* [Extract to read]:
--- START ---
THE RIGHT KIND OF LOAN The Education Department’s instructions, via another information page on its website, are pretty clear: You need to have what the agency refers to as a “direct” loan. As the site explains, if the word “direct” isn’t in the title of your loan, it probably doesn’t qualify. If you aren’t sure what kinds of loans you have or whether your statement from your servicer describes them correctly, you can log into the department’s website and look them up.
If you’re making payments on, say, a Federal Family Education Loan (F.F.E.L.) or a Perkins loan, those are not counted toward your 120 payments, even if you work for a qualifying employer (though the Perkins loan has its own cancellation program). You can fix this by consolidating your loans into a direct consolidation loan. Be careful, though: If you consolidate direct loans with nonqualifying loans, any forgiveness-qualifying payments you made on that old direct loan won’t count anymore. The count to 120 resets.
When Dr. Darius Amjadi, a 49-year-old pathologist and Iraq war veteran in Portland, Ore., began his work with a veterans’ hospital, he thought he had a shot at loan forgiveness from the Veterans Affairs Department’s own program. At the same time, his employer informed him that his loans would be eligible for public service loan forgiveness.
But the department’s forgiveness has not come through. And it turns out he had not been in the right kind of federal loan to qualify for forgiveness under the public service program, despite what his employer said. “If anyone had said, ‘Check your loans,’ it would have put me on notice,” Dr. Amjadi said. Now, he’s got a balance of $40,000 and has missed out on years of eligibility for forgiveness.
THE RIGHT KIND OF PAYMENTS This is the category that so worries Mr. Chopra, the former Education Department and Consumer Financial Protection Bureau student loan expert, who is now a senior fellow at the Consumer Federation of America. For starters, he points out that if you are not in some kind of income-driven repayment program (check the Education Department’s website for the names of all of the different ones), you’re not going to benefit from forgiveness and there’s a good chance that your payments don’t qualify.
A standard repayment term for student loans is 10 years, or 120 payments. Those payments may be technically eligible if you have the right employer, but if you’re making them in full (and not on an income-driven plan), you’ll have paid off the loan in 10 years and there won’t be any loan left to forgive.
Mr. Chopra worries about people working for eligible employers and making payments in something called graduated or extended repayment plans that are not income driven. If you think that sounds like you, call your servicer and ask, then ask again at a different time to be sure.
He points to data in an Education Department presentation from late last year that is available online showing that about half of the people enrolled in public service loan forgiveness have not made a single payment that qualifies toward their goal of 120. He suspects that many just don’t realize they’re in the wrong kinds of payment plans.
My inquiries to the Education Department about this matter yielded no replies.
To review, we’ve promised to help our public servants by forgiving their student loan payments after a decade. But the program is confusing, the government’s legal filings contradict its websites, and its representatives aren’t answering questions.
This is no way to treat the people who do some of the most important work in our country. But it’s also yet another reminder that as we build more complexity into our financial systems, we’re sending the message to those who must navigate them that they are on their own.
It’s a shameful message at any time, but it’s particularly galling when it’s firefighters, librarians and nurses on the receiving end.
--- END ---
Collected data entries:
--- START ---
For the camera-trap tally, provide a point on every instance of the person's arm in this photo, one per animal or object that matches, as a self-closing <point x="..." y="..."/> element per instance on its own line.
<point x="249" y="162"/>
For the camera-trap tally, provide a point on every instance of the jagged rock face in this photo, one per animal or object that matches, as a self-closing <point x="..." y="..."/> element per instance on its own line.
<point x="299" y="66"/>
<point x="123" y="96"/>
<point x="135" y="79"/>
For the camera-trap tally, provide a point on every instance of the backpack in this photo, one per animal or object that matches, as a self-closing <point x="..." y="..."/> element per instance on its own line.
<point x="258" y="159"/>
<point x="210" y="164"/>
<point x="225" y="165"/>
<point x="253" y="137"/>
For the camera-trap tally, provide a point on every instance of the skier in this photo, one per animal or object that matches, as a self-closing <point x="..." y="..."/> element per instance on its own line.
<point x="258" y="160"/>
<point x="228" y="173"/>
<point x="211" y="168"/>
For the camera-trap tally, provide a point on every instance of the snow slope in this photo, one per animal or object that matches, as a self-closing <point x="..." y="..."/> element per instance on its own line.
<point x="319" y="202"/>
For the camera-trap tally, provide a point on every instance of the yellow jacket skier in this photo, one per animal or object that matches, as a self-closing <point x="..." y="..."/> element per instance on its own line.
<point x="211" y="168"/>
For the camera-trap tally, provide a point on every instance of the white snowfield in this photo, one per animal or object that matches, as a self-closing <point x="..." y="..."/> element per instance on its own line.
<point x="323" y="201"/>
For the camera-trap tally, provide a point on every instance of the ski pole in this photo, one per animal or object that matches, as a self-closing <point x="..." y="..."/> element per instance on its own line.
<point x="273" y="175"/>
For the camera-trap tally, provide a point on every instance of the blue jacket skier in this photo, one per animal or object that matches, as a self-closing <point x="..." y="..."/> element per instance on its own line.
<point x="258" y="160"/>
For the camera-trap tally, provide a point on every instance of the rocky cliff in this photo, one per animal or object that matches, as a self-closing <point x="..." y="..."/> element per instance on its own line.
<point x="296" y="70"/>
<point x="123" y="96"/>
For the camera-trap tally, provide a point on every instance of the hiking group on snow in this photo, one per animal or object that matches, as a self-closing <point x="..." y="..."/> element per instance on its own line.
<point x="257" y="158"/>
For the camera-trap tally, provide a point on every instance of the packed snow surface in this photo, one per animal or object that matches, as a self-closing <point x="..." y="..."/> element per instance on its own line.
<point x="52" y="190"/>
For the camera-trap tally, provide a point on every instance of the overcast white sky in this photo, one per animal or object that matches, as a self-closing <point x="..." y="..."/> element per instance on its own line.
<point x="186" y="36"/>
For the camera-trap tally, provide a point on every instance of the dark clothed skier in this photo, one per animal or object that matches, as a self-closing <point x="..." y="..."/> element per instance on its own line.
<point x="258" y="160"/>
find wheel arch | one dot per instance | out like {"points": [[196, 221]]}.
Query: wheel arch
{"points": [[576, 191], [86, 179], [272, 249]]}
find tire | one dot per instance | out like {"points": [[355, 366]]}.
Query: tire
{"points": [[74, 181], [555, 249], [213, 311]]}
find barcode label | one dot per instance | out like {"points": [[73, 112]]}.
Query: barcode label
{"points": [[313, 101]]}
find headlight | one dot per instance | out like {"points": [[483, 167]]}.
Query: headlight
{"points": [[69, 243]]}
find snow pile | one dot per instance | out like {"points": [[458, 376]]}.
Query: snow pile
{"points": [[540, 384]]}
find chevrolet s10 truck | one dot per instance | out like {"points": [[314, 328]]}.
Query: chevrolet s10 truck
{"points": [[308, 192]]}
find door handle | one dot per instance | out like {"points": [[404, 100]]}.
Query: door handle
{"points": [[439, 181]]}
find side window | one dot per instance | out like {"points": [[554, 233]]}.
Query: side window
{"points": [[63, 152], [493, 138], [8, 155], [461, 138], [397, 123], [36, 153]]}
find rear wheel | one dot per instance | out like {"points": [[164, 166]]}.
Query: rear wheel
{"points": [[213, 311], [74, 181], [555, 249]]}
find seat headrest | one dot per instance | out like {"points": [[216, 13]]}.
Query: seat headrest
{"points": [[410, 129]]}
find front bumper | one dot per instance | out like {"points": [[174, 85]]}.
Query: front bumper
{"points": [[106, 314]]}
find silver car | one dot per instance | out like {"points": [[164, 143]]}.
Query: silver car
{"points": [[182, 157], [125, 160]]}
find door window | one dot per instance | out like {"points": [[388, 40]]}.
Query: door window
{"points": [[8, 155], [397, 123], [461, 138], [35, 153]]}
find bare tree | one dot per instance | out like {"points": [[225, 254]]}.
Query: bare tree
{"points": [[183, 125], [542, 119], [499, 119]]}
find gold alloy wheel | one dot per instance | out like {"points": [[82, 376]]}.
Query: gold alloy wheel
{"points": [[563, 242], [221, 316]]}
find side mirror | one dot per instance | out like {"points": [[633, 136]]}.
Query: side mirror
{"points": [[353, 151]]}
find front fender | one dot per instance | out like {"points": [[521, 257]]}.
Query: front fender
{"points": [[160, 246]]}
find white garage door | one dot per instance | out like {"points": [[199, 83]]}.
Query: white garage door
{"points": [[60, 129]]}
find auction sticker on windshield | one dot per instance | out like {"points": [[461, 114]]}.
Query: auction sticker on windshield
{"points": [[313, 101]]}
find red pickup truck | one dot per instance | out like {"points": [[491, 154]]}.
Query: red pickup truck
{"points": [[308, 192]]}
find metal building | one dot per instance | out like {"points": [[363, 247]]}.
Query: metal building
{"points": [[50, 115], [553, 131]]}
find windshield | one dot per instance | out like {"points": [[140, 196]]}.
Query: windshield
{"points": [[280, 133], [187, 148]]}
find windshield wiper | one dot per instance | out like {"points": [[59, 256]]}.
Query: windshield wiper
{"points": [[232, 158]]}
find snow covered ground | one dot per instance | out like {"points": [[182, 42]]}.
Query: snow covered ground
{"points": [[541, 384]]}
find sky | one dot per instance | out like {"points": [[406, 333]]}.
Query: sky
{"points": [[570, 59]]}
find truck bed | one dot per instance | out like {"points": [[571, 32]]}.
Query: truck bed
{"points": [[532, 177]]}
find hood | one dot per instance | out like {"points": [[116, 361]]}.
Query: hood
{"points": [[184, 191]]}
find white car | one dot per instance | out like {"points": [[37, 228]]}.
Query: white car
--- END ---
* [Check your understanding]:
1. Reproduce the passage of the article on public service loan forgiveness that begins at the words "My inquiries to" and stops after "aren’t answering questions.".
2. Summarize the article on public service loan forgiveness in two sentences.
3. According to the article on public service loan forgiveness, what loan balance does Dr. Darius Amjadi now have?

* [Answers for the tasks]:
1.
My inquiries to the Education Department about this matter yielded no replies.
To review, we’ve promised to help our public servants by forgiving their student loan payments after a decade. But the program is confusing, the government’s legal filings contradict its websites, and its representatives aren’t answering questions.

2. To benefit from public service loan forgiveness, a borrower needs a direct loan and payments made through an income-driven repayment plan, and consolidating direct loans with nonqualifying ones resets the count of 120 payments. About half of enrolled borrowers have not made a single qualifying payment, and the program is confusing, the government's legal filings contradict its websites, and its representatives aren't answering questions.

3. $40,000